Job: Rewrite the material below, changing every "one marker apiece" to "one point each" and leaving everything else as it is. Omit the pictures.

Provided entries:
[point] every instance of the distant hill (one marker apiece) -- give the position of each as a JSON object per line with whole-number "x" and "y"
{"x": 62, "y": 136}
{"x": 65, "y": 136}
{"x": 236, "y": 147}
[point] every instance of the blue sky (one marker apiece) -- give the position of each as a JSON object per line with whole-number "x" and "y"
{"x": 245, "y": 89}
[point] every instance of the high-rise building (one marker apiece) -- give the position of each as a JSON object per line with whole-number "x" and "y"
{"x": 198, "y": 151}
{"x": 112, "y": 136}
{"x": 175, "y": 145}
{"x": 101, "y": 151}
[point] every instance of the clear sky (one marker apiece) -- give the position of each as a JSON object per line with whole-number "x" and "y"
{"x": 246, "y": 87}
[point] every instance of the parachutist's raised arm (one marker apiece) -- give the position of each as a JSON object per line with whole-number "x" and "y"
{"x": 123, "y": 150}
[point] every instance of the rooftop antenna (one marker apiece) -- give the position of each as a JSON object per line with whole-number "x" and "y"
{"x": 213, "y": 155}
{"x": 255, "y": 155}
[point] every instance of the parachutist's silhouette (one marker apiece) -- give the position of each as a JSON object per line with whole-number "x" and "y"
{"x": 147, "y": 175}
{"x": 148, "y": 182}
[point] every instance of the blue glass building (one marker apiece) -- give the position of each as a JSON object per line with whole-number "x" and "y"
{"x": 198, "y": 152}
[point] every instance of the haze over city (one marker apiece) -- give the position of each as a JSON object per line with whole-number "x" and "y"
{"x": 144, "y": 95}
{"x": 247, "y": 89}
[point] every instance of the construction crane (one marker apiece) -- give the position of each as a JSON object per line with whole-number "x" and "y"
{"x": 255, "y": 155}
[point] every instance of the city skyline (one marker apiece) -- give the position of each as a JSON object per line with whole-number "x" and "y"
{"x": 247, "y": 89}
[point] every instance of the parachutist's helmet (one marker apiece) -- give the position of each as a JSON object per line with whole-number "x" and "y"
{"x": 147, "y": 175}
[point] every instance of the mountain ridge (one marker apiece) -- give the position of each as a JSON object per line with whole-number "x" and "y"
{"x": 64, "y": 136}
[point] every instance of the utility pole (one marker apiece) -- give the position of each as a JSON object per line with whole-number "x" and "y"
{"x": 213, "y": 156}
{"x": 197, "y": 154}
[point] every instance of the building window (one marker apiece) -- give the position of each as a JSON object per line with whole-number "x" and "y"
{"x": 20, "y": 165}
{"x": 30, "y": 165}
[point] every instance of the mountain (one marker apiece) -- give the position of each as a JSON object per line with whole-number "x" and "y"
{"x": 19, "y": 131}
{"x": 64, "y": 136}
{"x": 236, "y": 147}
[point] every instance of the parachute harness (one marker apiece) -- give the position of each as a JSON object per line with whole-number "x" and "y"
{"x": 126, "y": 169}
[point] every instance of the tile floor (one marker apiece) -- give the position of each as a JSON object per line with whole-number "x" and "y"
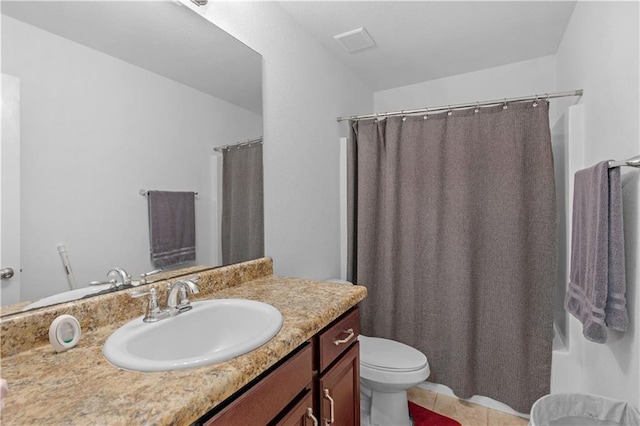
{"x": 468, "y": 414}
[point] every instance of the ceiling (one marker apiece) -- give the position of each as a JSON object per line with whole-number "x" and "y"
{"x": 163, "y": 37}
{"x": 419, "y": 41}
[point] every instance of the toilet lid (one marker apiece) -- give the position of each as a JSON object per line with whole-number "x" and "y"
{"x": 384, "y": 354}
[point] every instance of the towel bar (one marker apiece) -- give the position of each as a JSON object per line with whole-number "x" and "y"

Answer to the task:
[point] every instance of the distant hill (one point each) -- give the position of each as a JSON object per line with whole-number "x" and "y"
{"x": 62, "y": 136}
{"x": 65, "y": 136}
{"x": 236, "y": 147}
[point] every instance of the blue sky (one point each) -- give the position of each as a JSON object per line with whole-number "x" and "y"
{"x": 245, "y": 89}
[point] every instance of the high-rise building (one point each) -- give the position of each as a JSON object per line with whole-number "x" and "y"
{"x": 198, "y": 151}
{"x": 112, "y": 136}
{"x": 175, "y": 145}
{"x": 101, "y": 151}
[point] every instance of the clear sky (one point each) -- give the position of each as a JSON object per line with whole-number "x" and "y"
{"x": 246, "y": 87}
[point] every instance of the parachutist's raised arm (one point each) -- give the position of each as a JSON object per line with whole-number "x" and "y"
{"x": 123, "y": 150}
[point] every instance of the rooftop antenna (one point each) -- give the position of each as a JSON object per line with whole-number "x" and "y"
{"x": 213, "y": 155}
{"x": 255, "y": 155}
[point] every instance of the parachutist's silhouette (one point each) -- give the position of each as a JSON object per line with whole-number "x" and "y"
{"x": 147, "y": 175}
{"x": 148, "y": 182}
[point] every instance of the blue glass building (one point each) -- give the position of each as a JSON object per line with whole-number "x" and "y"
{"x": 198, "y": 152}
[point] every instance of the haze over city (one point each) -- give the position of each as a JSON object per line with whole-number "x" and "y"
{"x": 144, "y": 95}
{"x": 247, "y": 89}
[point] every instance of the construction crane (one point each) -- give the position of each as a JSON object per line with whole-number "x" and "y"
{"x": 255, "y": 155}
[point] every instance of the city skyline (one point each) -- give the position of each as a JSON object per line with whole-number "x" and "y"
{"x": 247, "y": 89}
[point] every instance of the parachutist's helmet (one point each) -- give the position of each as a JSON object per line with whole-number "x" and "y"
{"x": 147, "y": 175}
[point] every instance of the mountain ridge (one point each) -- give the position of each as a JSON object per line with whole-number "x" and "y"
{"x": 64, "y": 136}
[point] every instance of the utility pole (one point each) -- give the position of each as a JSON object per line with whole-number "x" and "y"
{"x": 213, "y": 156}
{"x": 197, "y": 154}
[point] every instance of the building window (one point each) -- give the position of each as a JSON object per line with whole-number "x" and "y"
{"x": 20, "y": 165}
{"x": 30, "y": 165}
[point] every instance of the mountain (one point each) -- give the position of each as a JSON object per line with whole-number "x" and "y"
{"x": 19, "y": 131}
{"x": 64, "y": 136}
{"x": 236, "y": 147}
[point] every instance of the parachute harness (one point each) -- give the position of each as a JSON object per line with whole-number "x" and "y"
{"x": 126, "y": 169}
[point] every instance of the tile floor (one point each) -- give the position of each as a JSON object per line with whole-number "x" and "y"
{"x": 468, "y": 414}
[point] every instance of the ceiling (one point each) -- give the position of each as a JSON object per line with whole-number "x" and "y"
{"x": 163, "y": 37}
{"x": 419, "y": 41}
[point] every instance of the toilet lid (one point each) -- give the position of each as a JSON object per line with whole-number "x" and "y"
{"x": 384, "y": 354}
[point] every instance of the towel bar (one point each) -- give the position of each as a JSON object per line with whole-number "x" and "y"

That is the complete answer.